# START OF Data listing
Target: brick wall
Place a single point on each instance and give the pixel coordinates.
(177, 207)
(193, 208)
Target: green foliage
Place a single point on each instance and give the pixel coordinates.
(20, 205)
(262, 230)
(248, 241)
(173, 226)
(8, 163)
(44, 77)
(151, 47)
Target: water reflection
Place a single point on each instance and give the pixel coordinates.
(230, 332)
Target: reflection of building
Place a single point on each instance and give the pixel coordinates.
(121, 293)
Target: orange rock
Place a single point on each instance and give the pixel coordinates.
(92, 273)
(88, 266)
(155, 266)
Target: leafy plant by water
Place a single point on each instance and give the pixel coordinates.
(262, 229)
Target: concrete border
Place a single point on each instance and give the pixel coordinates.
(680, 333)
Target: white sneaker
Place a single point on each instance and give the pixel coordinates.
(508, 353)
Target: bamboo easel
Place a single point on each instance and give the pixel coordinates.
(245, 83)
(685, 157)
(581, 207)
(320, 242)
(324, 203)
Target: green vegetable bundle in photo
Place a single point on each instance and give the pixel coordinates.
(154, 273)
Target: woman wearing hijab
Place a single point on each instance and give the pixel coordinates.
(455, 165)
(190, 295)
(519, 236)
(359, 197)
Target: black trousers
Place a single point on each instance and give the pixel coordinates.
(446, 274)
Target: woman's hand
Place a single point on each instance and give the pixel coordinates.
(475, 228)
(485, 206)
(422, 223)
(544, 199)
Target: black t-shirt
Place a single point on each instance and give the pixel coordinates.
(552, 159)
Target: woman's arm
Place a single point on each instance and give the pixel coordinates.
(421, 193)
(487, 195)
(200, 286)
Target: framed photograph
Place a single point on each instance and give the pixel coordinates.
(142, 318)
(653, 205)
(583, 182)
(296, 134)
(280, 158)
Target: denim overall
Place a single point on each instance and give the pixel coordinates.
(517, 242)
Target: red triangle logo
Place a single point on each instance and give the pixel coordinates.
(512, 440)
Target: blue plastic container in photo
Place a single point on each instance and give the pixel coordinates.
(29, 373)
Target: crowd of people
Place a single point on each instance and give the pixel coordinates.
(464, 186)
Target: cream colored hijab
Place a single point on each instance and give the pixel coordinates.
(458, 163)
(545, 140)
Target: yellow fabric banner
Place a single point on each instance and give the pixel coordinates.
# END OF Data listing
Write out the records again from the line containing "Target: denim overall" through the end of the records, both included. Shift every answer's pixel coordinates by adding 77 to each x and y value, and leave all other lines unchanged.

Target: denim overall
Place a single point on each instance and give the pixel coordinates.
(594, 319)
Target: red triangle logo
Place a single point on each instance and give the pixel coordinates.
(589, 517)
Target: blue plastic container in photo
Place a single point on each instance and give the pixel coordinates.
(106, 450)
Target: crowd of people
Place a single point on each instance and give the pixel coordinates.
(541, 263)
Target: cream colored hijab
Place a single point on each instance and give the pixel coordinates.
(535, 240)
(622, 217)
Target: yellow fabric banner
Place a single point on each instance and give the pixel coordinates.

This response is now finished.